_Your instructions_: Set down the full data below exactly as given, please.

+++

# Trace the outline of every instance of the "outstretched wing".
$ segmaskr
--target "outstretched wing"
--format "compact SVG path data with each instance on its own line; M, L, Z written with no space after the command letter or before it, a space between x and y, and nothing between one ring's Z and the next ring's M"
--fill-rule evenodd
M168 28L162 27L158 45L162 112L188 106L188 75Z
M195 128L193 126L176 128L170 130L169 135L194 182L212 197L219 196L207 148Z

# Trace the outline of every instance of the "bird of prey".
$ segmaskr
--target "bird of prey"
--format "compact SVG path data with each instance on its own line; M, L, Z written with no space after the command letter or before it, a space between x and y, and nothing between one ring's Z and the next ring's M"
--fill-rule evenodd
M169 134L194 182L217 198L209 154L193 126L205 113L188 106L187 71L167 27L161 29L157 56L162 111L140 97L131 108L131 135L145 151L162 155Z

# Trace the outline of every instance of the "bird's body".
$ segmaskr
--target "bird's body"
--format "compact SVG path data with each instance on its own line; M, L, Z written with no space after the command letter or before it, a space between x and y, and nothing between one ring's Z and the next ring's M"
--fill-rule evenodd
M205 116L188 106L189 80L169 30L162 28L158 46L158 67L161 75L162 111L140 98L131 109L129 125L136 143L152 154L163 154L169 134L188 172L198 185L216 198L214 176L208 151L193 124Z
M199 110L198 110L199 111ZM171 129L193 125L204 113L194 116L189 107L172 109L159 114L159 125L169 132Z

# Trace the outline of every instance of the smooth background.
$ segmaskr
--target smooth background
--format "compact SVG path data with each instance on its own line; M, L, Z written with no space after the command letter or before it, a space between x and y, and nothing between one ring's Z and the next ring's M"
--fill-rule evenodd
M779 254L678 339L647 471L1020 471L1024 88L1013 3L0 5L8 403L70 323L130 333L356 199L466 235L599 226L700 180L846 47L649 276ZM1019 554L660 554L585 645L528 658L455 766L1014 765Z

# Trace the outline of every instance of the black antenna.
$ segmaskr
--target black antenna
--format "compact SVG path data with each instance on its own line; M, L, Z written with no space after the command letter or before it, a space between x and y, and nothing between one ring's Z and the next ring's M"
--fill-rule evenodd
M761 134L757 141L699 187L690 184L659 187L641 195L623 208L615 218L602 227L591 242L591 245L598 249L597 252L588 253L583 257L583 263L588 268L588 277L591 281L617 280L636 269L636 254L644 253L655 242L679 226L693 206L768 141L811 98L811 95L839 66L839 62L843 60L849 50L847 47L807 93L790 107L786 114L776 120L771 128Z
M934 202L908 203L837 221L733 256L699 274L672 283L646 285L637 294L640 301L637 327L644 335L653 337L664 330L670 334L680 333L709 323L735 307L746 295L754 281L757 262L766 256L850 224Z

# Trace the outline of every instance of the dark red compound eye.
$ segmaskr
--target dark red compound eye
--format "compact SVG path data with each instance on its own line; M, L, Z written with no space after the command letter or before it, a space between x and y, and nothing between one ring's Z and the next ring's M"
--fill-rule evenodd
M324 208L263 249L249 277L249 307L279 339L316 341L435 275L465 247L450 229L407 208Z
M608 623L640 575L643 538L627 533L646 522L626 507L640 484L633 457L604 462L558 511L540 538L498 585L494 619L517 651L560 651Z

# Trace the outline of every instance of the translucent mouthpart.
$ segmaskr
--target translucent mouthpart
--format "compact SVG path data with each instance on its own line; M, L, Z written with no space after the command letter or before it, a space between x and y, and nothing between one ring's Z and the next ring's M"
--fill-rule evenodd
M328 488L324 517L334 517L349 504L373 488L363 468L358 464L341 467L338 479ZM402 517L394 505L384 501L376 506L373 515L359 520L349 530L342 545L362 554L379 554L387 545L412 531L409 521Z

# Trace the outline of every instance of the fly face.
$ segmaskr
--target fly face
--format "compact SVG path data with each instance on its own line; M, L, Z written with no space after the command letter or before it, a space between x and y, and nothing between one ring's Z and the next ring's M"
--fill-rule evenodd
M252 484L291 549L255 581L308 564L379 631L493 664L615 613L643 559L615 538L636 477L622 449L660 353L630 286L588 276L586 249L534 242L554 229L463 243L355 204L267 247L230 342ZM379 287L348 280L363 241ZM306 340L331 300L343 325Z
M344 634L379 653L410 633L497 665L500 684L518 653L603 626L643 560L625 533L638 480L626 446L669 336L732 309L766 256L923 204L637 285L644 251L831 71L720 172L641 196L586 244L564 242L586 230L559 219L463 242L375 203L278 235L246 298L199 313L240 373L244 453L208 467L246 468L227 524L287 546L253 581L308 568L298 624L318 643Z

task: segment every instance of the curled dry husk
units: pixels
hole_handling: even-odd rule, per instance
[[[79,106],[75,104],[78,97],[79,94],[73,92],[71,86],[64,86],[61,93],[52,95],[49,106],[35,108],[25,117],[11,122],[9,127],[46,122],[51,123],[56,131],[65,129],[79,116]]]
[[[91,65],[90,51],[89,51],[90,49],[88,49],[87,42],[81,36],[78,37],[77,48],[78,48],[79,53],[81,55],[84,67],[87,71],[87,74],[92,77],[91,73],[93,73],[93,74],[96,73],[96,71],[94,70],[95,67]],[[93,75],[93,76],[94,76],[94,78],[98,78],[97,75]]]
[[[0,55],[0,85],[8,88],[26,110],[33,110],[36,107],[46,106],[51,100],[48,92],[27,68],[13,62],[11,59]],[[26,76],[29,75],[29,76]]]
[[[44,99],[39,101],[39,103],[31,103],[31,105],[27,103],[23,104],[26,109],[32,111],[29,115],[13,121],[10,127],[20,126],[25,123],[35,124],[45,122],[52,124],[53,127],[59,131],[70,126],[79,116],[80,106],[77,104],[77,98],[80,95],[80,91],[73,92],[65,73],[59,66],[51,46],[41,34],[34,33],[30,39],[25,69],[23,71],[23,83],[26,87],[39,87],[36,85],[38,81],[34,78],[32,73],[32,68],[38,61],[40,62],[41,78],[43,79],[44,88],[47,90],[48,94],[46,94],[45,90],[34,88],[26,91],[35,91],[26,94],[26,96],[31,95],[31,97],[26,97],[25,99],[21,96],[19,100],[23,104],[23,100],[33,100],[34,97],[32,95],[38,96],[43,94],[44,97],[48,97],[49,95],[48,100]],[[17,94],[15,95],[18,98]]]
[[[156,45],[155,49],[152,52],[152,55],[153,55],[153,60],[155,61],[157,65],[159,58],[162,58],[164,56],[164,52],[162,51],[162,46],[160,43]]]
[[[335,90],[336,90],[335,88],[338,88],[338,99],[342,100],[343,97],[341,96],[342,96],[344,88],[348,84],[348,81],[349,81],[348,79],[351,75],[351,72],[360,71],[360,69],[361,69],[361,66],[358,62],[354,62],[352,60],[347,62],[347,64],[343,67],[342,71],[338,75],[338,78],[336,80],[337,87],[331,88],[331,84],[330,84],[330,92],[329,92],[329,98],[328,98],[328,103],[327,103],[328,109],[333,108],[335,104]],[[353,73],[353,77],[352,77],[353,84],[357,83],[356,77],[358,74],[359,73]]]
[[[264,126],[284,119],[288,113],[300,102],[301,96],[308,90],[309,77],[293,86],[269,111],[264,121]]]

+++

_Answer box_:
# Trace the outline of every instance of the "outstretched wing".
$ segmaskr
--target "outstretched wing"
--format "compact SVG path data with each instance on its own line; M, L, Z written with no space after the command letter or before it, a space between x and y, and nothing between one ring's Z and the next ring's M"
--fill-rule evenodd
M168 28L162 27L158 45L162 112L188 106L188 75Z
M195 128L193 126L176 128L170 130L169 135L194 182L212 197L219 196L207 148Z

# Trace the outline of every instance of the "bird of prey".
$ segmaskr
--target "bird of prey"
--format "compact SVG path data with each instance on its own line; M, L, Z written with no space after the command letter or before it, a space between x and y, and nothing between one ring's Z and the next ring's M"
--fill-rule evenodd
M169 134L194 182L217 198L209 154L193 126L205 113L188 106L187 71L167 27L161 29L157 56L162 111L140 97L131 108L131 135L145 151L162 155Z

# Trace the outline of every instance of the "bird's body".
$ segmaskr
--target "bird's body"
--format "compact SVG path data with each instance on its own line; M, L, Z written with no space after the command letter or before it, a space between x and y, and nothing between one ring's Z and the next ring's M"
--fill-rule evenodd
M205 116L188 106L189 80L169 30L162 28L158 46L158 67L161 75L162 111L140 98L131 109L129 125L136 143L152 154L163 154L169 134L188 172L198 185L216 198L214 176L208 151L193 124Z
M199 110L198 110L199 111ZM171 129L193 125L204 113L194 116L189 107L172 109L159 114L159 125L169 132Z

# Trace the outline of every instance of the smooth background.
$ segmaskr
--target smooth background
--format "compact SVG path data with each instance on its own line; M, L, Z written with no space after the command letter or before it, a space between x and y, and nothing between one ring's Z and the next ring's M"
--fill-rule evenodd
M779 254L678 339L647 471L1020 471L1024 88L1013 3L0 5L8 403L70 323L130 333L356 199L466 235L599 226L700 180L846 47L649 276ZM1019 554L660 554L585 645L528 658L455 766L1014 765Z

# Trace the outline of every instance of the black antenna.
$ segmaskr
--target black antenna
--format "compact SVG path data with each instance on its own line; M, L, Z written with no space after the command letter or before it, a space between x and y, and nothing between one ring's Z and the next ring's M"
--fill-rule evenodd
M761 134L757 141L699 187L690 184L659 187L641 195L623 208L615 218L602 227L591 242L591 245L598 249L597 252L588 253L583 257L583 263L588 268L588 277L591 281L617 280L636 269L636 254L644 253L655 242L679 226L693 206L768 141L811 98L811 95L839 66L839 62L843 60L849 50L847 47L807 93L790 107L786 114L776 120L771 128Z
M934 202L908 203L837 221L733 256L699 274L672 283L646 285L637 294L640 301L637 327L644 335L653 337L664 330L670 334L680 333L709 323L735 307L746 295L754 281L757 262L766 256L850 224Z

# Trace the outline of every instance of the dark red compound eye.
$ segmaskr
--target dark red compound eye
--format "compact SVG path data with each instance on its own line; M, L, Z written with no space after the command letter or before it, a space between x and y, and nothing between one ring's Z and the next ring's M"
--fill-rule evenodd
M324 208L263 249L249 277L249 307L279 339L316 341L435 275L465 247L450 229L407 208Z
M608 623L640 575L643 538L627 533L646 522L626 507L640 484L633 457L604 462L558 511L540 538L498 585L494 619L517 651L560 651Z

# Trace the outline of every instance of the translucent mouthpart.
$ segmaskr
--target translucent mouthpart
--format "compact SVG path data with each instance on its own line; M, L, Z written with no space after the command letter or before it, a space between x and y, and nothing between one ring's Z and the next ring's M"
--fill-rule evenodd
M328 488L324 517L334 517L349 504L373 488L363 468L358 464L341 467L338 479ZM402 517L394 505L384 501L376 506L373 515L359 520L349 530L342 545L362 554L379 554L387 545L412 531L409 521Z

# Trace the outline of every instance of the fly face.
$ segmaskr
--target fly face
--format "compact SVG path data with each instance on its own line; M, L, Z written with no space after the command letter or before it, a space between x and y, and nothing between one ring's Z and the next ring's M"
--fill-rule evenodd
M252 484L291 549L255 581L308 564L379 631L493 664L615 613L643 559L615 538L636 477L622 449L660 353L630 286L588 276L586 249L534 242L554 229L463 243L355 204L267 247L230 342ZM379 287L348 280L363 241ZM306 340L331 300L343 325Z
M344 634L379 653L410 633L497 665L500 684L518 653L603 626L643 560L625 533L638 480L626 446L669 336L732 309L766 256L923 204L637 285L644 251L831 71L720 172L641 196L586 244L564 242L586 230L559 219L463 242L375 203L278 235L246 298L199 313L240 373L244 453L208 467L246 468L227 524L287 546L253 581L308 568L298 624L318 643Z

task: segment every instance of the curled dry husk
units: pixels
hole_handling: even-odd rule, per instance
[[[79,106],[75,104],[78,97],[79,94],[73,92],[71,86],[64,86],[61,93],[52,95],[49,106],[35,108],[25,117],[11,122],[9,127],[46,122],[51,123],[56,131],[65,129],[79,116]]]
[[[91,65],[90,51],[89,51],[90,49],[88,49],[87,42],[81,36],[78,37],[77,48],[78,48],[79,53],[81,55],[84,67],[87,71],[87,74],[92,77],[91,73],[93,73],[93,74],[96,73],[96,71],[94,70],[95,67]],[[93,75],[93,76],[94,76],[94,78],[98,78],[97,75]]]
[[[0,55],[0,85],[8,88],[26,110],[33,110],[36,107],[46,106],[51,100],[48,92],[27,68],[13,62],[11,59]],[[26,76],[29,75],[29,76]]]
[[[44,99],[39,101],[39,103],[31,103],[31,105],[27,103],[23,104],[26,109],[32,111],[29,115],[13,121],[10,127],[20,126],[25,123],[35,124],[45,122],[52,124],[53,127],[59,131],[70,126],[79,116],[80,106],[77,104],[77,98],[80,95],[80,91],[73,92],[65,73],[59,66],[51,46],[41,34],[34,33],[30,39],[25,69],[23,71],[23,83],[26,87],[39,87],[36,85],[38,81],[34,78],[32,73],[32,68],[38,61],[40,62],[41,78],[43,79],[44,88],[47,90],[48,94],[46,94],[45,90],[34,88],[26,91],[35,91],[26,94],[26,96],[31,95],[31,97],[26,97],[25,99],[21,96],[19,100],[23,104],[23,100],[33,100],[34,97],[32,95],[38,96],[43,94],[44,97],[48,97],[49,95],[48,100]],[[17,94],[15,95],[18,98]]]
[[[156,45],[155,49],[152,52],[152,55],[153,55],[153,60],[155,61],[157,65],[159,58],[162,58],[164,56],[164,52],[162,51],[162,46],[160,43]]]
[[[335,90],[336,90],[335,88],[338,88],[338,99],[342,100],[343,97],[341,96],[342,96],[344,88],[348,84],[348,81],[349,81],[348,79],[351,75],[351,72],[360,71],[360,69],[361,69],[361,66],[358,62],[354,62],[352,60],[347,62],[347,64],[343,67],[342,71],[338,75],[338,78],[336,80],[337,87],[331,88],[331,84],[330,84],[330,92],[329,92],[329,98],[328,98],[328,103],[327,103],[328,109],[333,108],[335,104]],[[353,73],[353,77],[352,77],[353,84],[357,83],[356,77],[358,74],[359,73]]]
[[[264,126],[284,119],[288,113],[300,102],[301,96],[308,90],[309,77],[293,86],[269,111],[264,121]]]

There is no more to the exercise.